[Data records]
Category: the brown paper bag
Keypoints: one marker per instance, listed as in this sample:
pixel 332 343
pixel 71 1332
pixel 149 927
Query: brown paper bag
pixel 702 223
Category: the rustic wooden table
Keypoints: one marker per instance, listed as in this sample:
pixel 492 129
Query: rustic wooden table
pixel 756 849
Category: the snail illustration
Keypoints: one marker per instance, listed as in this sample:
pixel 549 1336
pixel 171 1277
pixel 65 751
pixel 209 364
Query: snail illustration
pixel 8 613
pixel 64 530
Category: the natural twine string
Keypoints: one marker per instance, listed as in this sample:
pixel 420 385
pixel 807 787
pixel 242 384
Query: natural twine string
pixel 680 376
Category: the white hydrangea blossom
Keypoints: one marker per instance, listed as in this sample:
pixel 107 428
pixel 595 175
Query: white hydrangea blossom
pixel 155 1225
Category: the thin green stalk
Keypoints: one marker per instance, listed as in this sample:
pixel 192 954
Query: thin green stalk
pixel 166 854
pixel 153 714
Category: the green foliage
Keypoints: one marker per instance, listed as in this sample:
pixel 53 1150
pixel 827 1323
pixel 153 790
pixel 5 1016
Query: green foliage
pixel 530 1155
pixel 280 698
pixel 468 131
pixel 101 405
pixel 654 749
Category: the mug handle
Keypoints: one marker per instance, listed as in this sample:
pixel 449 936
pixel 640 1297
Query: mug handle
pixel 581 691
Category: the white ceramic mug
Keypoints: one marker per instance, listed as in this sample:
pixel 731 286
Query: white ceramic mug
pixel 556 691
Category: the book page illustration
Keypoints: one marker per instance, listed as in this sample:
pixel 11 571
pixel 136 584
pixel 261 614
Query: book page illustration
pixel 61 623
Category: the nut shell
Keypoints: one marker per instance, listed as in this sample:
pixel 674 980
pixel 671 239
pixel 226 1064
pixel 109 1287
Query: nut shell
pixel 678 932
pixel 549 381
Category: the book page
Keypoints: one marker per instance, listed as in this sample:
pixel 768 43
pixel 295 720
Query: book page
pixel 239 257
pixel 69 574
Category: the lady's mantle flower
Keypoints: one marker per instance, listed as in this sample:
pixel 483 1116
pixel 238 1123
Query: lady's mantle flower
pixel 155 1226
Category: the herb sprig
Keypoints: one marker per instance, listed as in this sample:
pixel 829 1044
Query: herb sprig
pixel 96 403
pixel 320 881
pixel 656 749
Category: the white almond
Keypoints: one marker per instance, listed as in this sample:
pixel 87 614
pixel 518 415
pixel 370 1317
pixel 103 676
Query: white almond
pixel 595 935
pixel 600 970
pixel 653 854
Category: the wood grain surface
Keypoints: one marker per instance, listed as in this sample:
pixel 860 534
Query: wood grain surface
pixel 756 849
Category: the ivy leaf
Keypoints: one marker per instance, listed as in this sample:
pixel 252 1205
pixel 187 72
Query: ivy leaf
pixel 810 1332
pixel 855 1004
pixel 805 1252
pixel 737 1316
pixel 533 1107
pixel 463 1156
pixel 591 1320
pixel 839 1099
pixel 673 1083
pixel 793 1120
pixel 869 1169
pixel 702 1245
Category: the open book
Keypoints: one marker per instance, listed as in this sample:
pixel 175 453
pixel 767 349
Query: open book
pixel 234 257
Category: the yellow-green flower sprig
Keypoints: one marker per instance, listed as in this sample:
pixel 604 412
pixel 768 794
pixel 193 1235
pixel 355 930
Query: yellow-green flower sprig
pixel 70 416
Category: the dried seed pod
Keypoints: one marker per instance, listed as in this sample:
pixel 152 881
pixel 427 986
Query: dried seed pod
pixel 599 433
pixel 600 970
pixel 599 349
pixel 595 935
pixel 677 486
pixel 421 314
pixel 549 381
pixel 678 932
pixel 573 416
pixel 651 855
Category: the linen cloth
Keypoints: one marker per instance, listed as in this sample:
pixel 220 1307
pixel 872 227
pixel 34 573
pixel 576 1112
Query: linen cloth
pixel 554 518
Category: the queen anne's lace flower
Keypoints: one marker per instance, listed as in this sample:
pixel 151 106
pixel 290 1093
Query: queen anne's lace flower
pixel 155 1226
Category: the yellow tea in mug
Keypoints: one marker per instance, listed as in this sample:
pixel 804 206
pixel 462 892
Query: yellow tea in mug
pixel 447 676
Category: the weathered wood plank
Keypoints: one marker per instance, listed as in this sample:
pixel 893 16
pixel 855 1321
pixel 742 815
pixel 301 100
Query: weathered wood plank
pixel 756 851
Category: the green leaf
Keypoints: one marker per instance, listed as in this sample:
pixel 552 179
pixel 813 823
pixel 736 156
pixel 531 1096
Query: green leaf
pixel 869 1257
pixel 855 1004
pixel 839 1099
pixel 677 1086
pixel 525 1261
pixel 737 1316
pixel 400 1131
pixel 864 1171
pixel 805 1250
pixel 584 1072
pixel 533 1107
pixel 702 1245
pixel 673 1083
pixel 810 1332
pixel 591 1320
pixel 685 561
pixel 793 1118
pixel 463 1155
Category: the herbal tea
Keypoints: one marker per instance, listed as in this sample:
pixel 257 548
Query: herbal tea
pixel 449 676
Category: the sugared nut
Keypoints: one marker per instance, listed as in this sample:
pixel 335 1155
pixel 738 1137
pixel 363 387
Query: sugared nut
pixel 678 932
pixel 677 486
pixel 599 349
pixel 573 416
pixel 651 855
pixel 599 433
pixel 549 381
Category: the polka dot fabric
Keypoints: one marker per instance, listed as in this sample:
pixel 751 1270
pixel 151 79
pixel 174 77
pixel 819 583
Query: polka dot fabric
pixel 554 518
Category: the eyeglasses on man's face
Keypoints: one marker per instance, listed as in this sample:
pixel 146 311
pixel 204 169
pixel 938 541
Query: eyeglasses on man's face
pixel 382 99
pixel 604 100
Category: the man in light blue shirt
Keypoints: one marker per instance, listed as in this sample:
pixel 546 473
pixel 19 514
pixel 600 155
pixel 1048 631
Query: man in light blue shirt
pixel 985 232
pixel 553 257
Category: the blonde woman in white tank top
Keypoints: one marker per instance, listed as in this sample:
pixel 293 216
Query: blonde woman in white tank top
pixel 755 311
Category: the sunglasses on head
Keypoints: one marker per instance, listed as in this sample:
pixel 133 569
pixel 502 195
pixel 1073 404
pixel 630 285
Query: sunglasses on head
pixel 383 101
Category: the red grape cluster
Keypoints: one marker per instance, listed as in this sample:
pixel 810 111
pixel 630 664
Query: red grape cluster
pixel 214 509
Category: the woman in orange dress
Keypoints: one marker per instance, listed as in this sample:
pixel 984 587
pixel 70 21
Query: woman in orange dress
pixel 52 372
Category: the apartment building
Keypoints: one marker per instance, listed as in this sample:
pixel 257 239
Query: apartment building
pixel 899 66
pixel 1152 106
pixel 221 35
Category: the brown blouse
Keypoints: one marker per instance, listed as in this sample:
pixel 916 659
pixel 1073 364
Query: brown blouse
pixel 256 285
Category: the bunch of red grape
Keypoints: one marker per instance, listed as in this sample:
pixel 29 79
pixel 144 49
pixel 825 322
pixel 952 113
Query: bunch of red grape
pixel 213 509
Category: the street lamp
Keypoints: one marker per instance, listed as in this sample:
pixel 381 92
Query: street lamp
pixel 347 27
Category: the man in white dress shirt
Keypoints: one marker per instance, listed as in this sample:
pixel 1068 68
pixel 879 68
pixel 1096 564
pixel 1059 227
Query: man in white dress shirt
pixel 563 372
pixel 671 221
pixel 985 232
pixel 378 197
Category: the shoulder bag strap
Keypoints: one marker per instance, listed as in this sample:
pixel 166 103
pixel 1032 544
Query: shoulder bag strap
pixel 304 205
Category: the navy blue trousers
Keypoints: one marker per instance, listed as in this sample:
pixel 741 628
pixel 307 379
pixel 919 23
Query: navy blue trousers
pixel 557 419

◆ **Stated goal**
Copy the lines from the first one through the line with "pixel 702 223", putting "kraft paper sack" wherever "brown paper bag" appears and changing nothing else.

◆ **Response to the task**
Category: the kraft paper sack
Keypoints: one marker per instance, listed as in this sample:
pixel 332 343
pixel 71 1332
pixel 149 927
Query: kraft paper sack
pixel 702 223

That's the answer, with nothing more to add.